#### [Document segment]

New York’s a pizza town. So is New Haven, and the Elm City has bragging rights for the first pizza oven in the country at Pepe’s. I’ve toured several of the New Haven spots, so it was time for the comparison. My foodie friend Katherine and I signed up for Scott’s Pizza Tours, “the cheesiest guided tour,” and tonight Scott was our very own guide–for just the two of us.
We started at Keste, Katherine’s favorite pizza place. It’s Napolitano, and since Naples was the founding location for pizza, Keste was a good starting point for our taste tour.
Pizza started in bakeries in Naples, when bakers wanted to cool the oven down. They would throw dough into the too-hot oven with whatever stuff they had around, like anchovies. It was trash food. And look at it today–probably the favorite food in America.
Chemistry is important. The Napolitano style uses low-protein flour, so that the dough is very soft. After fermenting for two days, the pie men at Keste leave the dough outside for two to three hours to get chilled. I don’t know what they do in the summer.
Then to work the dough, It’s merely pressed down gently. Tossing the dough? Never! This is a marketing gimmick, originally used by Americans to attract the neophytes to their pies. Americans have high-protein, high gluten flour that can stand up to a toss. It would tatter the low-protein dough. Now you know.
The wood-fired oven heats up to 920 degrees for the pizzas, and the wood fire is only on one side. The domed oven, with no vent hole, then creates a convection, with the heat circling up around the dome. Standing in front of it was pretty intense. Our margharita pie took one minute and 25 seconds to cook. Hot mama!
Pizza is only good for a couple of minutes after leaving the oven. Even five minutes after, it’s moister (read soggy). Lesson learned: eat fast!
Scott spied a pizza being made for another party, and we decided to get it, too. Smoked mozzarella, basil and lemon slices. For Katherine and me, the world stopped turning with this pizza. And I was done for the night. We went to two more places.

#### [What to do]
Repeat the pizza tour account from "Pizza started in" to "Now you know.", changing "anchovies" to "olives".

#### [Data under study]
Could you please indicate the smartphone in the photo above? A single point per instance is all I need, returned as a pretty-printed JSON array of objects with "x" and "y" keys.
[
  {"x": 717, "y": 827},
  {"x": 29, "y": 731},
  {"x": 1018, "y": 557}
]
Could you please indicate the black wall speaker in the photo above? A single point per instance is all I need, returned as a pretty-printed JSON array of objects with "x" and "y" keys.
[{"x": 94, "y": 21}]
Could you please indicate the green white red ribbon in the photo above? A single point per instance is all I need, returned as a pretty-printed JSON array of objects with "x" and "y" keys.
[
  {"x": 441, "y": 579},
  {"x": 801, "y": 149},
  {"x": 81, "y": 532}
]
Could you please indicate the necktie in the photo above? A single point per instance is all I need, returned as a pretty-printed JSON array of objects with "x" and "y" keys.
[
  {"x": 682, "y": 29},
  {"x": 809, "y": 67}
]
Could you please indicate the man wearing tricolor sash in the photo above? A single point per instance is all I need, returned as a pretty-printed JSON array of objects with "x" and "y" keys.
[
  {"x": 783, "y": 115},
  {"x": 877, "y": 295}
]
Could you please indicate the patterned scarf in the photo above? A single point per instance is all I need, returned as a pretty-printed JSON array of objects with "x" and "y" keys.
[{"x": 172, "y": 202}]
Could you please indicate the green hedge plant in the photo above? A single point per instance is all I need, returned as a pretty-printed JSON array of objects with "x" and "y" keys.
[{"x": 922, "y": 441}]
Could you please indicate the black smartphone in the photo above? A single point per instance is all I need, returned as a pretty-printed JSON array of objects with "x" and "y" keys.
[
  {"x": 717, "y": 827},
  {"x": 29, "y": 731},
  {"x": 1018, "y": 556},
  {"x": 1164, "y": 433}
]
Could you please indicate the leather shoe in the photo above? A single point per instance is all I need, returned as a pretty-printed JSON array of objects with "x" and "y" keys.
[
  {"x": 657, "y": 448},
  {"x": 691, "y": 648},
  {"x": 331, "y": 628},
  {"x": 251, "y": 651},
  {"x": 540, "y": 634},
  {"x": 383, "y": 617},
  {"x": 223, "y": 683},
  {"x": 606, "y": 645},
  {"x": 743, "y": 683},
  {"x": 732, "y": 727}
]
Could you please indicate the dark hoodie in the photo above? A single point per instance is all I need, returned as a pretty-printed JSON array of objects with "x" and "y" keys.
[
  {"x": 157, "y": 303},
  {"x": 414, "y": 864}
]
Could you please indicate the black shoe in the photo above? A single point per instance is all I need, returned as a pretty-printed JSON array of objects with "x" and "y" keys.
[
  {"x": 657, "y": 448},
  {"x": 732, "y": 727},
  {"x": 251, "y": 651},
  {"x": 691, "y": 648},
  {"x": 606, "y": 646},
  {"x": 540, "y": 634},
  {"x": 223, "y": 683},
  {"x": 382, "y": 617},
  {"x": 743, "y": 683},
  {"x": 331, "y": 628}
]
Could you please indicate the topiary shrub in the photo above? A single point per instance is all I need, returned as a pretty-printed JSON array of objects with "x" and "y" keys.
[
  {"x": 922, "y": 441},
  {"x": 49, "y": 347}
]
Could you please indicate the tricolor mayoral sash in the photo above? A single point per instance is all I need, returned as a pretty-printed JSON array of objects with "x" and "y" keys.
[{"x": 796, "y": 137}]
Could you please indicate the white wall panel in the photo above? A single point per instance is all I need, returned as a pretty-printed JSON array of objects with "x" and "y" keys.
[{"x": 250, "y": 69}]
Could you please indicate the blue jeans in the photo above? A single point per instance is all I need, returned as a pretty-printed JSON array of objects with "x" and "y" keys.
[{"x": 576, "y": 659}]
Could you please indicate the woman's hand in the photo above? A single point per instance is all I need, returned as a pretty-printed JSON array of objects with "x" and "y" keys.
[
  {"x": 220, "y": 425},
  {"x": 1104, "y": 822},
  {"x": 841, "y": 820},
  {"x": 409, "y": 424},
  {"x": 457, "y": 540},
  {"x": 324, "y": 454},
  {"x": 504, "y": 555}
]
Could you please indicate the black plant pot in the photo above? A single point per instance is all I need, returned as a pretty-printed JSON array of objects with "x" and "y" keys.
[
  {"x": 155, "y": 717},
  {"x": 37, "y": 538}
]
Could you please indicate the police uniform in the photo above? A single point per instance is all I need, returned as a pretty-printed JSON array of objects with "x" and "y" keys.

#### [Exercise answer]
Pizza started in bakeries in Naples, when bakers wanted to cool the oven down. They would throw dough into the too-hot oven with whatever stuff they had around, like olives. It was trash food. And look at it today–probably the favorite food in America.
Chemistry is important. The Napolitano style uses low-protein flour, so that the dough is very soft. After fermenting for two days, the pie men at Keste leave the dough outside for two to three hours to get chilled. I don’t know what they do in the summer.
Then to work the dough, It’s merely pressed down gently. Tossing the dough? Never! This is a marketing gimmick, originally used by Americans to attract the neophytes to their pies. Americans have high-protein, high gluten flour that can stand up to a toss. It would tatter the low-protein dough. Now you know.